**Problem:**
Could you filter the material and copy every line where the word "bush" occurs?

**Data supplied:**
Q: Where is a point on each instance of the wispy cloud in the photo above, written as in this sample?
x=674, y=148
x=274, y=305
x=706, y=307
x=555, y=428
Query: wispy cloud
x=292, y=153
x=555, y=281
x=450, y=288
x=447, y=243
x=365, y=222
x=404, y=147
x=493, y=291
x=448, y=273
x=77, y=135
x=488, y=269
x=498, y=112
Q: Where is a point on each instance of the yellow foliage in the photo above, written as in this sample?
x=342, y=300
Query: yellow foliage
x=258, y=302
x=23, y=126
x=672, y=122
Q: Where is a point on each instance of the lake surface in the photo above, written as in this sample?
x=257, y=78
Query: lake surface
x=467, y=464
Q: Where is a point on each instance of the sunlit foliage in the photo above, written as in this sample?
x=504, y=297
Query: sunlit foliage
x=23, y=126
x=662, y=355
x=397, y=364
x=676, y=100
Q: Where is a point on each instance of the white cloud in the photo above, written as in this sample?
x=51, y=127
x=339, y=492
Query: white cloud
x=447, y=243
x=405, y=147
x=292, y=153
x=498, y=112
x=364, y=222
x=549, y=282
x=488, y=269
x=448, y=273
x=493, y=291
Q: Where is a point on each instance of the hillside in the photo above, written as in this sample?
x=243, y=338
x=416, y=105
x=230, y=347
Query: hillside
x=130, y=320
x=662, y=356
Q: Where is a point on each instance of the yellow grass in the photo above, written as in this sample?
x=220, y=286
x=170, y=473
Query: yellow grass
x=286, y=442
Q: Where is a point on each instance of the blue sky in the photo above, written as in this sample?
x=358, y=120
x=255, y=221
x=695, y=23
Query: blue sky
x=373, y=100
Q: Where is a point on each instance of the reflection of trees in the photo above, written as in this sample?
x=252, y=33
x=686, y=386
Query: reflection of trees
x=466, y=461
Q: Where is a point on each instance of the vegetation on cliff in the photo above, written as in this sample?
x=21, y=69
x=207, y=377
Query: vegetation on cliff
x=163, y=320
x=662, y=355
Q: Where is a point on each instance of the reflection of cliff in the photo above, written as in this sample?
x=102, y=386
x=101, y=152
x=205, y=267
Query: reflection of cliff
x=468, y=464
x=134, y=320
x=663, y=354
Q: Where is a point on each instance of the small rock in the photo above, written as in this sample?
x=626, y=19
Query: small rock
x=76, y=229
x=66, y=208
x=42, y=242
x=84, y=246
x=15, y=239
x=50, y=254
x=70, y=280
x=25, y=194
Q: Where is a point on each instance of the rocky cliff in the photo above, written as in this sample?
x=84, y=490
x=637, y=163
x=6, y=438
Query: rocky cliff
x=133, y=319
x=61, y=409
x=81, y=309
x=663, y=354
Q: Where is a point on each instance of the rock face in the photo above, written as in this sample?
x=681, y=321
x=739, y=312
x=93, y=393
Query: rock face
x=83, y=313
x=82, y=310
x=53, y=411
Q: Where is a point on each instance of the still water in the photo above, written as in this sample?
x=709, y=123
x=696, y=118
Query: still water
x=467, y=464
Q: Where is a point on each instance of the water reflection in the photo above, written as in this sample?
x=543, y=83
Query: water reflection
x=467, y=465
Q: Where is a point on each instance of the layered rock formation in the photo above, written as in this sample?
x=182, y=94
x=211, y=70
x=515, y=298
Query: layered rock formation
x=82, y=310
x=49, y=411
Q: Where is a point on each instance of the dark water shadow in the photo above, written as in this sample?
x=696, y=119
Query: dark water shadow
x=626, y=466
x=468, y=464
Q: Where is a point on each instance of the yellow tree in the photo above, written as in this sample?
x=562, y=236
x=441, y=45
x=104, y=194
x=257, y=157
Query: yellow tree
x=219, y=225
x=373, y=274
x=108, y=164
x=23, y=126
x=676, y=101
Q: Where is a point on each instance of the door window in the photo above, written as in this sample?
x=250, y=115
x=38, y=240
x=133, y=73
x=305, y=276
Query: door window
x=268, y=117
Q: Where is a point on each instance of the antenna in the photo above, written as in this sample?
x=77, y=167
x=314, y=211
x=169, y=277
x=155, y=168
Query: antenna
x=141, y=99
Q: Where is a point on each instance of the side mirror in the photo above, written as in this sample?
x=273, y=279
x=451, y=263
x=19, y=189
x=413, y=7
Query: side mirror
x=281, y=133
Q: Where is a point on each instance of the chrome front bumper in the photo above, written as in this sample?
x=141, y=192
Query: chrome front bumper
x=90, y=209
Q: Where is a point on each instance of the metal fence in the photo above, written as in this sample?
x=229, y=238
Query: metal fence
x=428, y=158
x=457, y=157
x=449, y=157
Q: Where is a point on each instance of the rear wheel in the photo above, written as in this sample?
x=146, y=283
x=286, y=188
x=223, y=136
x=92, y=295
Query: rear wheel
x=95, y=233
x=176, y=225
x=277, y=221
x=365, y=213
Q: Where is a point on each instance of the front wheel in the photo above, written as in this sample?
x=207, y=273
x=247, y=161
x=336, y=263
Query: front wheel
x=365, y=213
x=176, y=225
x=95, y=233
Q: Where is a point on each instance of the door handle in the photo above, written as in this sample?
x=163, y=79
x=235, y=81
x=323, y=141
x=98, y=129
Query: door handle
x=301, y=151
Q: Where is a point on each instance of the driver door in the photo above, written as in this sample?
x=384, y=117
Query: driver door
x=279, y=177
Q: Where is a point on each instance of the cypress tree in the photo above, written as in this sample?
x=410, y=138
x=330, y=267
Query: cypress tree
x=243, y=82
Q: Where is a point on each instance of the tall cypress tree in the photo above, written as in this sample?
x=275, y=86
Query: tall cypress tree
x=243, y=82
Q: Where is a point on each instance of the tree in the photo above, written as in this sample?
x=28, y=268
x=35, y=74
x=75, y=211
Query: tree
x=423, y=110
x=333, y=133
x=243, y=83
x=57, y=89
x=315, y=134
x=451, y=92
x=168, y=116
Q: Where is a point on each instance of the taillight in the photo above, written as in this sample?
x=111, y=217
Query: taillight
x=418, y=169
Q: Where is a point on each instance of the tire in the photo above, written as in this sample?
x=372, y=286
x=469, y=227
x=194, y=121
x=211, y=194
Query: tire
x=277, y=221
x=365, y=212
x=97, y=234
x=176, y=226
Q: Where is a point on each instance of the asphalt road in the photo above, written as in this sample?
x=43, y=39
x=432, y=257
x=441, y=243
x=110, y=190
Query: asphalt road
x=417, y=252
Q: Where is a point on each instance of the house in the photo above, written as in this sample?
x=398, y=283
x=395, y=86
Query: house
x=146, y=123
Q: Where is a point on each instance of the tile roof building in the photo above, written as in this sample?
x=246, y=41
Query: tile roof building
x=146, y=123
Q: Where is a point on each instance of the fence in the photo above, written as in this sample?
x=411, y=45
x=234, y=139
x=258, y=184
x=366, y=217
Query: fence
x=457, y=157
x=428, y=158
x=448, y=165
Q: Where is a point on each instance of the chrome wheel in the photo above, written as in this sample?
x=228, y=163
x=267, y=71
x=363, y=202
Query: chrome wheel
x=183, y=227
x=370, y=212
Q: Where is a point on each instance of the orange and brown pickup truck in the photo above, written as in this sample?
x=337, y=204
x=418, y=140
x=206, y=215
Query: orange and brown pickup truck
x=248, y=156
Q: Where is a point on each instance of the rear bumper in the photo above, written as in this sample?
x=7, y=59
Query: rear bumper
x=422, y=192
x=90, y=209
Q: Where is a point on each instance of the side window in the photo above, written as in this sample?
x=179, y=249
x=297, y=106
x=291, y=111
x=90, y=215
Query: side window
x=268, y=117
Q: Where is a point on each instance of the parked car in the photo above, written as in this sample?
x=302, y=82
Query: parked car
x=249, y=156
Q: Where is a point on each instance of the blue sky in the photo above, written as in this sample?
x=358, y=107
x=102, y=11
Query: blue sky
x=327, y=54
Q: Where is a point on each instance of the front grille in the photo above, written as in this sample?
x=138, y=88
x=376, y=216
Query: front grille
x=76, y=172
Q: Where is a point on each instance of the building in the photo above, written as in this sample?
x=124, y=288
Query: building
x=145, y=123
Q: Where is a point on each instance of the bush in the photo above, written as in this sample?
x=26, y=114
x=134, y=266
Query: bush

**Result for this task:**
Q: Where is a point on each instance of the bush in the photo above, written as in this sample?
Query: bush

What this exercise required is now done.